#### To be done
Reproduce every item below, swapping "pointing benchmark" for "pointing test" wherever it occurs. Leave all other text unchanged.

Dataset excerpt:
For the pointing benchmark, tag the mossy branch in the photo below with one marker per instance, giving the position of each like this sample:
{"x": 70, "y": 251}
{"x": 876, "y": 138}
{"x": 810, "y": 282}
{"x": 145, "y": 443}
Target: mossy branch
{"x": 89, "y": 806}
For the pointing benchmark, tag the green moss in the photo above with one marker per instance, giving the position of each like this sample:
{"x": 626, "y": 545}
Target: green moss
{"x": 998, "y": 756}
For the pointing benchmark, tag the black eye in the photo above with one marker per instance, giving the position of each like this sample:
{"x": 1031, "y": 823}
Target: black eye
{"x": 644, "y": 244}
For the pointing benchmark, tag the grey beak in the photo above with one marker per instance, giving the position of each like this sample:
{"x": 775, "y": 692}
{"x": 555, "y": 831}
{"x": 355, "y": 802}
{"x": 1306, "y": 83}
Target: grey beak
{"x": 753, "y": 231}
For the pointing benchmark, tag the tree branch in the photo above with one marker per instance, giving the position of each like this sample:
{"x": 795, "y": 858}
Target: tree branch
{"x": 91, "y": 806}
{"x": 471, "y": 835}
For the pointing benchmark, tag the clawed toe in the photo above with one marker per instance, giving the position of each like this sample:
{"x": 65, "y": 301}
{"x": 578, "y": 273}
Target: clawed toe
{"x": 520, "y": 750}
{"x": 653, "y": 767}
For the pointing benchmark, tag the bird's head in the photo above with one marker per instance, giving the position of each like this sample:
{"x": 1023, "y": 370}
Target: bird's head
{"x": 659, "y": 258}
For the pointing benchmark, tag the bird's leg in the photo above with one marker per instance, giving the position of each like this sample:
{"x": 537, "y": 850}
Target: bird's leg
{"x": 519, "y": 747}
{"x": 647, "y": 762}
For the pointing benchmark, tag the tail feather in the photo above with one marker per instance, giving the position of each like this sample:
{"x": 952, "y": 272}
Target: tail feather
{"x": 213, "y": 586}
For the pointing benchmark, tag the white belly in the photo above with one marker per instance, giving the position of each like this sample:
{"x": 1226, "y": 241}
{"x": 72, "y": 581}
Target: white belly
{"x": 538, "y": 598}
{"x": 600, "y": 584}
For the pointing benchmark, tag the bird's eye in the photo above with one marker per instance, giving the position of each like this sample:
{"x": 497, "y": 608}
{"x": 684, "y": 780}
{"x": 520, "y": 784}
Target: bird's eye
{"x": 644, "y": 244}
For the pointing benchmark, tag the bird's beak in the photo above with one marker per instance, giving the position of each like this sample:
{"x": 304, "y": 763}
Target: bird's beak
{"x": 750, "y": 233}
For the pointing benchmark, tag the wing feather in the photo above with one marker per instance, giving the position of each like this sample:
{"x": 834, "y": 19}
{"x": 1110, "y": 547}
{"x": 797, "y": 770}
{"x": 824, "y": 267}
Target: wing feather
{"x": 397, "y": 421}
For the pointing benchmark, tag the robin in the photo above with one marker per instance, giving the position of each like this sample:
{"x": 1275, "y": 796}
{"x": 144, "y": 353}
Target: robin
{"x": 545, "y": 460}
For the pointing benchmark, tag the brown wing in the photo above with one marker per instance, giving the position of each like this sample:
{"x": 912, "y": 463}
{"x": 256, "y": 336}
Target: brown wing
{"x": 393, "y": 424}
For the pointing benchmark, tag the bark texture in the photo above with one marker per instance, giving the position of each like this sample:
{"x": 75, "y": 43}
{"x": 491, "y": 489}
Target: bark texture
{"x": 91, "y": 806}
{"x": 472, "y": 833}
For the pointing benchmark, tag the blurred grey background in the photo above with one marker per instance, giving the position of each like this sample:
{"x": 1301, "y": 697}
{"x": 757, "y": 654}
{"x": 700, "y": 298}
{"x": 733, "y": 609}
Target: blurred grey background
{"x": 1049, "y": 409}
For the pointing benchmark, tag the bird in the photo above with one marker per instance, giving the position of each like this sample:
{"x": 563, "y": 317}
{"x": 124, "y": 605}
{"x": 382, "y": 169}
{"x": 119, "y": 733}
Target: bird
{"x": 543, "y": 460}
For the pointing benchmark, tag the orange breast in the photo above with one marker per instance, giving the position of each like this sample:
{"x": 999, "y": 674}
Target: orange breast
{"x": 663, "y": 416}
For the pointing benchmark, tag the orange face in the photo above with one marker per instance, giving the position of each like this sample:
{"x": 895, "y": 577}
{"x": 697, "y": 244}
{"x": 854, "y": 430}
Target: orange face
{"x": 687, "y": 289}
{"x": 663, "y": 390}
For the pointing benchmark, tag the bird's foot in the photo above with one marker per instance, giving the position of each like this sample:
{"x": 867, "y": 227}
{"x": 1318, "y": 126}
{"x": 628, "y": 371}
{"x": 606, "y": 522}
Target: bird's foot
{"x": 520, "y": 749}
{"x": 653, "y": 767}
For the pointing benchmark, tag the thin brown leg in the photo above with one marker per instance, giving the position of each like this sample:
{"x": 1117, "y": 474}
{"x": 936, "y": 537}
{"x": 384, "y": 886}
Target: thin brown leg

#### Written response
For the pointing test, tag the mossy branch in the photo below with one marker per instance, giving the position of each like this sample:
{"x": 70, "y": 251}
{"x": 876, "y": 138}
{"x": 810, "y": 282}
{"x": 145, "y": 443}
Target: mossy branch
{"x": 89, "y": 806}
For the pointing test, tag the green moss in the photo above with one marker per instance, giving the position of each like this sample:
{"x": 626, "y": 545}
Target: green moss
{"x": 998, "y": 756}
For the pointing test, tag the black eye in the photo above with one marker per instance, giving the position of each like this sample:
{"x": 1031, "y": 823}
Target: black eye
{"x": 644, "y": 244}
For the pointing test, tag the grey beak in the photo above with one marker per instance, giving the position of each like this sample:
{"x": 775, "y": 692}
{"x": 555, "y": 831}
{"x": 355, "y": 802}
{"x": 1306, "y": 83}
Target: grey beak
{"x": 753, "y": 231}
For the pointing test, tag the tree branch in the photo above with one marker per instance, giving the position of each like this sample:
{"x": 795, "y": 858}
Target: tree branch
{"x": 91, "y": 806}
{"x": 471, "y": 835}
For the pointing test, tag the clawed toe in the photo above with one marker per instance, giving the position of each like this sample:
{"x": 65, "y": 301}
{"x": 578, "y": 273}
Target: clawed toe
{"x": 520, "y": 750}
{"x": 653, "y": 767}
For the pointing test, tag the bird's head in the photo above with one marker per instance, giving the position of each like this sample:
{"x": 1023, "y": 370}
Target: bird's head
{"x": 659, "y": 258}
For the pointing test, tag the bird's leg in the photo above with one marker per instance, giving the position of each like this sample:
{"x": 537, "y": 850}
Target: bird's leg
{"x": 519, "y": 747}
{"x": 647, "y": 762}
For the pointing test, tag the tail feather in the photo above with one marker per instance, giving the position of each like this sample:
{"x": 952, "y": 272}
Target: tail feather
{"x": 213, "y": 586}
For the pointing test, tag the white belly in the photo above with one marker per instance, giving the position of each like this sample:
{"x": 1226, "y": 241}
{"x": 72, "y": 581}
Target: white belly
{"x": 538, "y": 598}
{"x": 600, "y": 584}
For the pointing test, tag the bird's eye in the photo above with one marker per instance, giving the position of each like this sample:
{"x": 497, "y": 608}
{"x": 684, "y": 780}
{"x": 520, "y": 784}
Target: bird's eye
{"x": 644, "y": 244}
For the pointing test, tag the bird's beak in the photo above with one marker per instance, giving the position of each like this sample:
{"x": 304, "y": 763}
Target: bird's beak
{"x": 750, "y": 233}
For the pointing test, tag the wing feather in the photo above with one marker per instance, giving the position of each like this sample:
{"x": 834, "y": 19}
{"x": 1110, "y": 547}
{"x": 797, "y": 770}
{"x": 824, "y": 267}
Target: wing feather
{"x": 397, "y": 421}
For the pointing test, tag the robin in the photo above with one marker per instance, giving the position of each like this sample:
{"x": 1275, "y": 796}
{"x": 144, "y": 353}
Target: robin
{"x": 545, "y": 460}
For the pointing test, tag the brown wing in the photo above with one marker per instance, giving the position of each like this sample:
{"x": 912, "y": 463}
{"x": 256, "y": 336}
Target: brown wing
{"x": 393, "y": 424}
For the pointing test, tag the bark texture in the photo above with one marker per instance, giving the position of each like this sample:
{"x": 75, "y": 43}
{"x": 491, "y": 489}
Target: bark texture
{"x": 91, "y": 806}
{"x": 472, "y": 833}
For the pointing test, tag the blurred grey background in the photo above with one marker per instance, giving the position of each like this sample:
{"x": 1301, "y": 697}
{"x": 757, "y": 654}
{"x": 700, "y": 298}
{"x": 733, "y": 609}
Target: blurred grey background
{"x": 1049, "y": 409}
For the pointing test, tag the bird in the photo above with one marker per instance, giving the position of each like this sample:
{"x": 563, "y": 317}
{"x": 124, "y": 605}
{"x": 382, "y": 169}
{"x": 119, "y": 733}
Target: bird
{"x": 543, "y": 460}
For the pointing test, tag the orange breast in the photo above with one marker per instance, giving the position of each like this sample:
{"x": 999, "y": 674}
Target: orange breast
{"x": 663, "y": 416}
For the pointing test, tag the orange face in the photo above with one marker per instance, giving the position of each like this sample:
{"x": 895, "y": 577}
{"x": 697, "y": 244}
{"x": 854, "y": 430}
Target: orange face
{"x": 687, "y": 289}
{"x": 663, "y": 390}
For the pointing test, tag the bird's foot in the photo above with one marker per instance, giving the position of each like this sample:
{"x": 867, "y": 227}
{"x": 1318, "y": 126}
{"x": 628, "y": 371}
{"x": 606, "y": 522}
Target: bird's foot
{"x": 520, "y": 749}
{"x": 653, "y": 767}
For the pointing test, tag the thin brown leg in the photo above with one marker per instance, giving the position of each like this sample:
{"x": 1117, "y": 474}
{"x": 936, "y": 537}
{"x": 384, "y": 886}
Target: thin brown leg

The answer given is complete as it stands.